Records contained in a dataset:

**********

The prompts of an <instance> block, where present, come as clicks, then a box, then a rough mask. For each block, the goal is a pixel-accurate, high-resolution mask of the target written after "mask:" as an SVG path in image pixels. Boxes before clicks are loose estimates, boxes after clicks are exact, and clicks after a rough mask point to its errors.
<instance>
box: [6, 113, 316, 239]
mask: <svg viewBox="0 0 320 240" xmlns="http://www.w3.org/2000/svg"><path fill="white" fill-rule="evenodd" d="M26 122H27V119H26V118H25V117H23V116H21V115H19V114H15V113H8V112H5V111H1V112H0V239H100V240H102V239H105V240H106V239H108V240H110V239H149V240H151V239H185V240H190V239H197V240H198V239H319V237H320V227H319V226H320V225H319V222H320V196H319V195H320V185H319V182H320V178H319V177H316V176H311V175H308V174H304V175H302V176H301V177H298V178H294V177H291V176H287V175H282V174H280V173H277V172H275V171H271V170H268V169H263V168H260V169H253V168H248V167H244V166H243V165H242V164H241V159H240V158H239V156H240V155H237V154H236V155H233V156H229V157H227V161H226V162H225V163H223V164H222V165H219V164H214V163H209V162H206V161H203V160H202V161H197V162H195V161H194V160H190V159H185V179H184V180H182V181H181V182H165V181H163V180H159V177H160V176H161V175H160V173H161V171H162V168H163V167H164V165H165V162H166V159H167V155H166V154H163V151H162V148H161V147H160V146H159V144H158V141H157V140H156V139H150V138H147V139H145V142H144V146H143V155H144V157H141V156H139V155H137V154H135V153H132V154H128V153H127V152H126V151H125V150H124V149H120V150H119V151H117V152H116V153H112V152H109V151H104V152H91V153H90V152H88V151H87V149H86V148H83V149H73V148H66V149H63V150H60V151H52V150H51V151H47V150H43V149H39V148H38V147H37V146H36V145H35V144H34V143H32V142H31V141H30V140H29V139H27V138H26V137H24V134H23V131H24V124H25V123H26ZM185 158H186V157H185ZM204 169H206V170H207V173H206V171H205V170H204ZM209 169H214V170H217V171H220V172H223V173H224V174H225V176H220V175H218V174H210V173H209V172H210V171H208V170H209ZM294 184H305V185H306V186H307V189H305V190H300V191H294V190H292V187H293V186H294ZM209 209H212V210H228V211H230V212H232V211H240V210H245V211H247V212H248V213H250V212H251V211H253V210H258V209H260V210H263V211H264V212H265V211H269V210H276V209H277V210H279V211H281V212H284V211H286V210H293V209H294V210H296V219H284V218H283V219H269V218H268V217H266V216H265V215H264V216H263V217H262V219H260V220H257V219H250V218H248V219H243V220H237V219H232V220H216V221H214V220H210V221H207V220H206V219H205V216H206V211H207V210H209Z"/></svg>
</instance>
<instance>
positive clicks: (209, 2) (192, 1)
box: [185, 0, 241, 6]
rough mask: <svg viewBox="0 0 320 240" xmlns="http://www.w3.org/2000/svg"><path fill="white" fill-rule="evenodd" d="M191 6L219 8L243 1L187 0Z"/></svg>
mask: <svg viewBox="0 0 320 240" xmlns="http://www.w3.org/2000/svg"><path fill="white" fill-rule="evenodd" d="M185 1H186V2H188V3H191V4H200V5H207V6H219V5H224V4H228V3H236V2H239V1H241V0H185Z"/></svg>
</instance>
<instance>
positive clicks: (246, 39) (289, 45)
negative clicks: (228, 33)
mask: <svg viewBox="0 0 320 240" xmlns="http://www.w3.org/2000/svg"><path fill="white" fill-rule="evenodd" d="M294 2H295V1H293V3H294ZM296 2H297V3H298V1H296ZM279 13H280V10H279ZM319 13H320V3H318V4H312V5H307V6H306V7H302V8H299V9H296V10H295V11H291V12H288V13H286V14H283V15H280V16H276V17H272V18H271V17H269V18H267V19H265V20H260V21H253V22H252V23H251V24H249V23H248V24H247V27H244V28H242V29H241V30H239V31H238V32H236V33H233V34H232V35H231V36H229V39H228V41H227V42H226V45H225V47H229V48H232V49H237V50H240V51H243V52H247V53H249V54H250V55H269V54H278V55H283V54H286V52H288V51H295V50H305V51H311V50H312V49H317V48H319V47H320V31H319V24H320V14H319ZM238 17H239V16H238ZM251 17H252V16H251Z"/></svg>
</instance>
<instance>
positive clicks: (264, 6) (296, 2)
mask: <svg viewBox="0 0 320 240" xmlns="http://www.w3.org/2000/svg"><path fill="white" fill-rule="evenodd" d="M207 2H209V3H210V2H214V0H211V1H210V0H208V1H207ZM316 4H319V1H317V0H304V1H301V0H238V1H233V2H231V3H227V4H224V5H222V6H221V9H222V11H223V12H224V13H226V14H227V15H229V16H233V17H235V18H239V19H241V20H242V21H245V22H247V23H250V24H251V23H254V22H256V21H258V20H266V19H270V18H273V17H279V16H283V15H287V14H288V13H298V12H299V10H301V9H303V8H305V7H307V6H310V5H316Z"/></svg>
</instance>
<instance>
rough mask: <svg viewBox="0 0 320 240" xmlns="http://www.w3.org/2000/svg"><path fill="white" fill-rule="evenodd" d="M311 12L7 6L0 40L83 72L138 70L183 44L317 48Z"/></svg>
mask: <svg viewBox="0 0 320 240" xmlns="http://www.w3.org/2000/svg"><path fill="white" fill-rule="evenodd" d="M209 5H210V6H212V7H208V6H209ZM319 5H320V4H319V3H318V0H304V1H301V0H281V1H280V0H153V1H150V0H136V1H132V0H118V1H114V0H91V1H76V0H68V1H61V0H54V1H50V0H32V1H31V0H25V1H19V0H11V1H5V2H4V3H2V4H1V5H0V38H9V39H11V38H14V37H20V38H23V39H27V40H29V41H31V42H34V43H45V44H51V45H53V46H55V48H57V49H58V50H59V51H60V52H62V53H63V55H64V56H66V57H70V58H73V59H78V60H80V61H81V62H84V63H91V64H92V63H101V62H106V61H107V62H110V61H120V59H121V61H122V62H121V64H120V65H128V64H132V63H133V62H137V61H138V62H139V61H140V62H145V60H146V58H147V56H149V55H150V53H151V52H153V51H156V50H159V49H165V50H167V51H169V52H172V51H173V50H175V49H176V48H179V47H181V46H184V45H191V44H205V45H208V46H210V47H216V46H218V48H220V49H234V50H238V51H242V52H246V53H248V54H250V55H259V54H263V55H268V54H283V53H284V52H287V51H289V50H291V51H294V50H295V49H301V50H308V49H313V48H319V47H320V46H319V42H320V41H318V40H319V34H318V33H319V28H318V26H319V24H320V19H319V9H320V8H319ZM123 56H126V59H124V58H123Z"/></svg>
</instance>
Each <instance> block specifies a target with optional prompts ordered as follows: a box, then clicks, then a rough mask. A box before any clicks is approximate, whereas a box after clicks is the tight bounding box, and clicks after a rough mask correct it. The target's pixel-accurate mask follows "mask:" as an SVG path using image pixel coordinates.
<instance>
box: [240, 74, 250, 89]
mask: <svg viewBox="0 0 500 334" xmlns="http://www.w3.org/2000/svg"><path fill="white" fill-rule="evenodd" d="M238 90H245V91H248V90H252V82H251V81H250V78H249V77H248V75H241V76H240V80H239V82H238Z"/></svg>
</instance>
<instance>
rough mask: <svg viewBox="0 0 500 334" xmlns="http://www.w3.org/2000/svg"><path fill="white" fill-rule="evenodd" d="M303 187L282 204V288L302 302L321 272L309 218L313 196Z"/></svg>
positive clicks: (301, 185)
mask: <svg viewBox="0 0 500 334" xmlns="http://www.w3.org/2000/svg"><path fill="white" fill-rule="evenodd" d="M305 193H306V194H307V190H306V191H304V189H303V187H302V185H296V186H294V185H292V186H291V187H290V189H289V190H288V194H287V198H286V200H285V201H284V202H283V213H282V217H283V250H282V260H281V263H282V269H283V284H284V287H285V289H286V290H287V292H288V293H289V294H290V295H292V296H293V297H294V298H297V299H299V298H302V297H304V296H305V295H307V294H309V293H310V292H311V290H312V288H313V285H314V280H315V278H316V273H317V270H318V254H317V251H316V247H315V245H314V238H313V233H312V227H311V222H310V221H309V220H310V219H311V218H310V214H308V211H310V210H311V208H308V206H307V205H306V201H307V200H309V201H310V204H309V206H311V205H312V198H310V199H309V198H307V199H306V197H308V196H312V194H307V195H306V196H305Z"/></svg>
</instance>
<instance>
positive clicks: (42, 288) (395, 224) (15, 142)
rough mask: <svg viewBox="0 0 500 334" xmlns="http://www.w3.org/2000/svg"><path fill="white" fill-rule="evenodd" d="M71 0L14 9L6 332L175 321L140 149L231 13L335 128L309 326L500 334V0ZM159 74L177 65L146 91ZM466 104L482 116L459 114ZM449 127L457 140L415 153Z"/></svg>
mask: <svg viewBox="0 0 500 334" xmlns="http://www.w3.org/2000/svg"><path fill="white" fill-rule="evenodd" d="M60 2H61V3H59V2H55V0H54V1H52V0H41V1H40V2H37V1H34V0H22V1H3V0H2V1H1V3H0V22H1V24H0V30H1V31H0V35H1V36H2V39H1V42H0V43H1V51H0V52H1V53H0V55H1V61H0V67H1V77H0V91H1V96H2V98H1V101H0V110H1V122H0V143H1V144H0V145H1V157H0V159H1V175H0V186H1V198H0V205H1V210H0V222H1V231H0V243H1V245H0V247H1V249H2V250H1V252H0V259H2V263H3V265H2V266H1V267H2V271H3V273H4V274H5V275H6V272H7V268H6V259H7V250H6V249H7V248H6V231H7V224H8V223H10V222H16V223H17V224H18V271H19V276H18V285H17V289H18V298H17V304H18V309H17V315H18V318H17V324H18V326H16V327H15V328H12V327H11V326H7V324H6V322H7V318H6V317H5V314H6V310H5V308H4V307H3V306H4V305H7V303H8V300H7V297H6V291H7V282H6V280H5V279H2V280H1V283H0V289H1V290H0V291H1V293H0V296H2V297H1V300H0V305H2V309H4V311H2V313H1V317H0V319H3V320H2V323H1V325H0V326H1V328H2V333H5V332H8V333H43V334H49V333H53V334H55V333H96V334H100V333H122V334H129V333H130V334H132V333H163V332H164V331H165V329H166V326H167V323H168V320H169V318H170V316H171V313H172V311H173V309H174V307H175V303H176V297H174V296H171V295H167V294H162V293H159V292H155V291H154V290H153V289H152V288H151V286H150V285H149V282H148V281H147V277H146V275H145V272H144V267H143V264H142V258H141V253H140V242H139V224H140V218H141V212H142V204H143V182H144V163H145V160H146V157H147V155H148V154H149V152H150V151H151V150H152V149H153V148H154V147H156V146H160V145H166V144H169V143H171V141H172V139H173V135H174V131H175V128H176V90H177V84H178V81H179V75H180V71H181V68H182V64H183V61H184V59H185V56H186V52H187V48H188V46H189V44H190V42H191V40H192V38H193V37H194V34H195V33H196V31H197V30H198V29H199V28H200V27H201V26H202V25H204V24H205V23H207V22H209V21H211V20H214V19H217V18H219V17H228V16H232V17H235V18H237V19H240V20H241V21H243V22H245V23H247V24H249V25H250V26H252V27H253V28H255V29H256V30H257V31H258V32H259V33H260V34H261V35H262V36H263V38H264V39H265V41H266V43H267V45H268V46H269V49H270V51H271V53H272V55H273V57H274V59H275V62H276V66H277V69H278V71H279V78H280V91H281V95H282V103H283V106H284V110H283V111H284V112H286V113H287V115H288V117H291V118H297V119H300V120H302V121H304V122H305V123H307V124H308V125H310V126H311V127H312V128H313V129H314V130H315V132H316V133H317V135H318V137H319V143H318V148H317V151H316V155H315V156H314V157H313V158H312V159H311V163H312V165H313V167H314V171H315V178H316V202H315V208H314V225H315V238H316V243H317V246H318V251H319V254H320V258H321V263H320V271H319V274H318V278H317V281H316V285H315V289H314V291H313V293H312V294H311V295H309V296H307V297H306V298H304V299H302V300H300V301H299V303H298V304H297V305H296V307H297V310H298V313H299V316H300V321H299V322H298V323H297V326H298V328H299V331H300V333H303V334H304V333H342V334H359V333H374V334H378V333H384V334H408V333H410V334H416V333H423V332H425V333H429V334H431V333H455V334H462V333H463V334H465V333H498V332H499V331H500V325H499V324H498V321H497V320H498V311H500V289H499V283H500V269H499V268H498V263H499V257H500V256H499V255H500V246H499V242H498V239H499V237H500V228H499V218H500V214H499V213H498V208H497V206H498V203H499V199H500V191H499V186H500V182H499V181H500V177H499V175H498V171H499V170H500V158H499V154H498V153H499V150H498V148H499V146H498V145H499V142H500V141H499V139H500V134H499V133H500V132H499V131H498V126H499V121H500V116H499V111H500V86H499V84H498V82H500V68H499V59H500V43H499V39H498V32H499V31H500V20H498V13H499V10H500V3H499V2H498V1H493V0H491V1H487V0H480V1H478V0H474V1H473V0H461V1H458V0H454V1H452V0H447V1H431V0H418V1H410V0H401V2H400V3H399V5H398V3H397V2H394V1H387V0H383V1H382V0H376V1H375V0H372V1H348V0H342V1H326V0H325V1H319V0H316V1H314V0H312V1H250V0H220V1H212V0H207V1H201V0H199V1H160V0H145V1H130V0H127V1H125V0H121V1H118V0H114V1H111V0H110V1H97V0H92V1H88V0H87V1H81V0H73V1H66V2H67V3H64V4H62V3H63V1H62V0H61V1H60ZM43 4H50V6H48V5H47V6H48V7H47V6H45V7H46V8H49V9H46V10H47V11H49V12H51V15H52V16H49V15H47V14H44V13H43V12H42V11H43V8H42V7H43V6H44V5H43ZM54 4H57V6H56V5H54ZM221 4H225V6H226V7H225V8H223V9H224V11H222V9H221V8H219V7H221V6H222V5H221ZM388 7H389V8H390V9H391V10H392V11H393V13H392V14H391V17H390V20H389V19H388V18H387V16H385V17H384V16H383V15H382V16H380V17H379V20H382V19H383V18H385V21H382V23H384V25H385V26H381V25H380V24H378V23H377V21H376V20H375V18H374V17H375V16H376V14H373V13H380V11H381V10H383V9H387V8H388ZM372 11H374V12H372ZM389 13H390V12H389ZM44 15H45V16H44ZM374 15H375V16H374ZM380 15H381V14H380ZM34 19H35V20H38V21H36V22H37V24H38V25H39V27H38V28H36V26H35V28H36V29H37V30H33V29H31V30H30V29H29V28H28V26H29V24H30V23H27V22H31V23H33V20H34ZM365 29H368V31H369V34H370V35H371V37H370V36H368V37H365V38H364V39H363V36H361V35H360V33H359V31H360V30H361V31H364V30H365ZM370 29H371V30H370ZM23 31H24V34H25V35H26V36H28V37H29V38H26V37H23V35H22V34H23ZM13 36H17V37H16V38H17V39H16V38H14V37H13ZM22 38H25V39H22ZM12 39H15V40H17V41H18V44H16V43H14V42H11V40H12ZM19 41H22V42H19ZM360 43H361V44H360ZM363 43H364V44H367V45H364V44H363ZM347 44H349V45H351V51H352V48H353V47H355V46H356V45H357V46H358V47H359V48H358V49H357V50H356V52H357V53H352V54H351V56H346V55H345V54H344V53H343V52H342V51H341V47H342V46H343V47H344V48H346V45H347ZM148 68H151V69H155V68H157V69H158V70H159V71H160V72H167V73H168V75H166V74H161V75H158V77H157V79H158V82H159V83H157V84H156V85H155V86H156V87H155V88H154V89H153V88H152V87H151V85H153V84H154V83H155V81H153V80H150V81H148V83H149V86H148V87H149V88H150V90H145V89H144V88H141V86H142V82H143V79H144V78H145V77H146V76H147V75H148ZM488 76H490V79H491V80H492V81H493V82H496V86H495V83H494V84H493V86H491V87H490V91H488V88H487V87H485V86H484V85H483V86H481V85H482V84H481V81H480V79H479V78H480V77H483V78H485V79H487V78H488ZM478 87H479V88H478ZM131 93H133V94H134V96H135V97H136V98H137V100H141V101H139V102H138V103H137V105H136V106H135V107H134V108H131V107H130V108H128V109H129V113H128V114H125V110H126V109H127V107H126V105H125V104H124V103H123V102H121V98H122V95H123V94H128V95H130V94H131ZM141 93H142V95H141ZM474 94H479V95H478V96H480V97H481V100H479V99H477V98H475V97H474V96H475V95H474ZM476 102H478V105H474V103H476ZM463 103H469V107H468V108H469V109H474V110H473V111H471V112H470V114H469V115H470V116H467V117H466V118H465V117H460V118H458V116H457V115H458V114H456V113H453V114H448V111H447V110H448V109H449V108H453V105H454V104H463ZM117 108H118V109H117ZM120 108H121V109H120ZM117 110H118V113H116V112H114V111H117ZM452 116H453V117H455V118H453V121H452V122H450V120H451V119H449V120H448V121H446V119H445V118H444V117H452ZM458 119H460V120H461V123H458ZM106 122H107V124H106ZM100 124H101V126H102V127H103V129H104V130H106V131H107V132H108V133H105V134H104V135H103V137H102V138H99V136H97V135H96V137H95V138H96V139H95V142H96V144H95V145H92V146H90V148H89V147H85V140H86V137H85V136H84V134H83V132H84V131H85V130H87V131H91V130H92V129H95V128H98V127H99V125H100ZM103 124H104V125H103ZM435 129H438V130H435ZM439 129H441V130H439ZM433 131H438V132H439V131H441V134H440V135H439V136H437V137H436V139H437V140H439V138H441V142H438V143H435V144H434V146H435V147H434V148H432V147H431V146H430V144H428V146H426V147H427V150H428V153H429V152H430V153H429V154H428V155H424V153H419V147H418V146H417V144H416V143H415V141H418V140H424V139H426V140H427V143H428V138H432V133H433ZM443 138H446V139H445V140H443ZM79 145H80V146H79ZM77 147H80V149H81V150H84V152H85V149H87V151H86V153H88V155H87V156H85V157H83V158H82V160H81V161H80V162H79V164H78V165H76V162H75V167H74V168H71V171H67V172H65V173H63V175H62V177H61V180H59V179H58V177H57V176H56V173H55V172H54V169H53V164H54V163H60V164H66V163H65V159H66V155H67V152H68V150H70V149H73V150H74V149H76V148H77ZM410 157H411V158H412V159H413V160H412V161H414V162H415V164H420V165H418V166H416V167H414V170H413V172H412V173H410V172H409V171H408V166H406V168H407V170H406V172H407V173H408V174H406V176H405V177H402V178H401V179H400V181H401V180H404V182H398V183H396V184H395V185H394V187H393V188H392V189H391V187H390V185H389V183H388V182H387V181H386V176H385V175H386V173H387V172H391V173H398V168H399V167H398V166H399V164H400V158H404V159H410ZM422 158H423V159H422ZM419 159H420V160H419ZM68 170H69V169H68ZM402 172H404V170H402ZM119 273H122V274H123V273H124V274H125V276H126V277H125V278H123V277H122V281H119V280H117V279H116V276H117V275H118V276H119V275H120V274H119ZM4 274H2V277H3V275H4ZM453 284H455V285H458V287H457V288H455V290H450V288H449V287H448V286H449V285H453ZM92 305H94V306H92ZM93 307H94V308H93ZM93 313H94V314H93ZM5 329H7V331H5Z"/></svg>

**********

REQUIREMENT: Look through the data and show every line containing "pixel".

YOUR SOLUTION:
The prompts of an <instance> block, where present, come as clicks, then a box, then a rough mask. For each block, the goal is a pixel-accurate, high-resolution mask of the target written after "mask:" as an SVG path in image pixels. Boxes before clicks are loose estimates, boxes after clicks are exact, and clicks after a rough mask point to its errors.
Each <instance> block specifies a target with optional prompts ordered as follows: a box, then clicks, then a rough mask. A box before any clicks is approximate, whereas a box after clicks is the tight bounding box, and clicks after a rough mask correct it. The target's pixel-accurate mask follows "mask:" as an SVG path using image pixel coordinates.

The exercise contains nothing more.